• EXERCISE DESCRIPTION: In your answer, set down the records below exactly as they stand, omitting pictures.

DATA SUPPLIED: Begin

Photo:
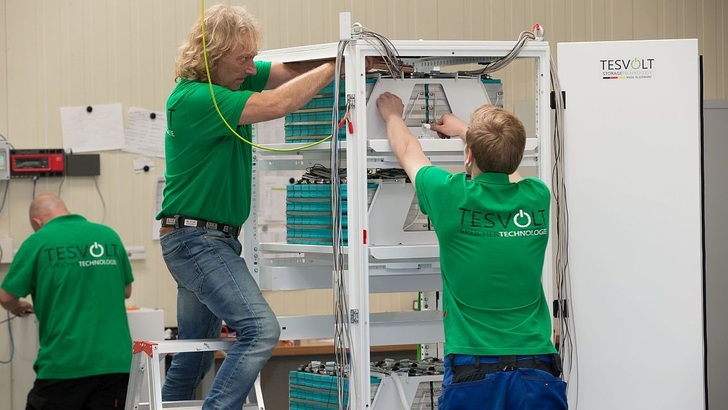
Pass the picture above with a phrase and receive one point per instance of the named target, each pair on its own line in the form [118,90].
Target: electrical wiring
[384,47]
[567,343]
[103,203]
[217,108]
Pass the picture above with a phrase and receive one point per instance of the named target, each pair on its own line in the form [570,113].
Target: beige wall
[56,53]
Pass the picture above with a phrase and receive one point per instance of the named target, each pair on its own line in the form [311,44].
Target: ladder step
[190,405]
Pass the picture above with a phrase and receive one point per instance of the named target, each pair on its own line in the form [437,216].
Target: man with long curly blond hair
[208,196]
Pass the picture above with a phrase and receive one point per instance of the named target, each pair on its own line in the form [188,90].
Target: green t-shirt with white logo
[492,236]
[208,174]
[76,272]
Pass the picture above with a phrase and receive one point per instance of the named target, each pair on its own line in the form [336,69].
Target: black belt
[471,372]
[180,221]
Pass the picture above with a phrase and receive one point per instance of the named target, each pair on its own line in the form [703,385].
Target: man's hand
[390,106]
[24,309]
[450,126]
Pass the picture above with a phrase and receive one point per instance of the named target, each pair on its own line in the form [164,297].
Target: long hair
[497,139]
[225,28]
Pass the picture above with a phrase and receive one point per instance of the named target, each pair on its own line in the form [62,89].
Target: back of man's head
[497,139]
[44,208]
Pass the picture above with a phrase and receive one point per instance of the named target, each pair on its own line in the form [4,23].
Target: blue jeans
[519,389]
[214,284]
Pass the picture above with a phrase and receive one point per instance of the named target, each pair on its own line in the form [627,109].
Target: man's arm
[281,73]
[449,125]
[287,97]
[13,303]
[406,147]
[452,126]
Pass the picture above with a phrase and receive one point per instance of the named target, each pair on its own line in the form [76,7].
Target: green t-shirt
[209,169]
[76,272]
[492,235]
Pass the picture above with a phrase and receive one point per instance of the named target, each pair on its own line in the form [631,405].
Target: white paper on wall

DATA SUPPLIED: End

• YOUR RESPONSE:
Photo:
Pass the picture above with a phrase and receive one point per instance of the named target, each pair on its own line in the form [118,90].
Target: electrical wiring
[384,47]
[567,343]
[103,203]
[217,108]
Pass the picture above with a phrase and receive one point per instance of the named target, each pair on its own line in the form [570,113].
Target: beige wall
[56,53]
Pass the picture above with a phrase and receive one point per instance of the named target, each pair on its own line in the form [311,44].
Target: ladder step
[190,405]
Pass the picture above with a phrase and receive one point per instance of the named target, each pair on its own line in the form [437,216].
Target: man with long curly blond hair
[208,196]
Pass the picture above with a phrase and receive one point per instance of the named target, each pair on its own line in the form [188,90].
Target: green t-shirt with white logo
[492,236]
[208,174]
[76,272]
Pass the picture above with a phrase and receive one point per instance of the named target, each pair on its own line in the form [336,69].
Target: black belt
[471,372]
[180,221]
Pass the picture above with a phrase and receive one point per instance of the named target, each pair on its own line in the form [703,385].
Target: man's hand
[390,106]
[24,309]
[450,126]
Pass the picture above with a phrase and receive one point per instance of the named target, each pair on its own line in the form [164,297].
Target: long hair
[497,139]
[225,28]
Pass the picture above with a phrase and receive one point per instance of the named target, each pair on its own line in the form [62,89].
Target: back of man's head
[497,139]
[44,208]
Pass the picture above with a phrase and receive one point per instance of the named target, each pair on its own line in the form [4,23].
Target: blue jeans
[519,389]
[214,284]
Pass the picture above with a phrase and receive one point per instance of the named target, each pair on its own line in the form [627,109].
Target: man's arm
[281,73]
[449,125]
[287,97]
[13,303]
[406,147]
[452,126]
Pass the picture above with a phrase and receive one point per instance of the named target, each pair on its own line in the form [76,7].
Target: green t-shirt
[209,169]
[76,272]
[492,235]
Pass the picture above with a phrase and receive one point per instance of the named target, each pair on its own line in the form [631,405].
Target: white paper on wall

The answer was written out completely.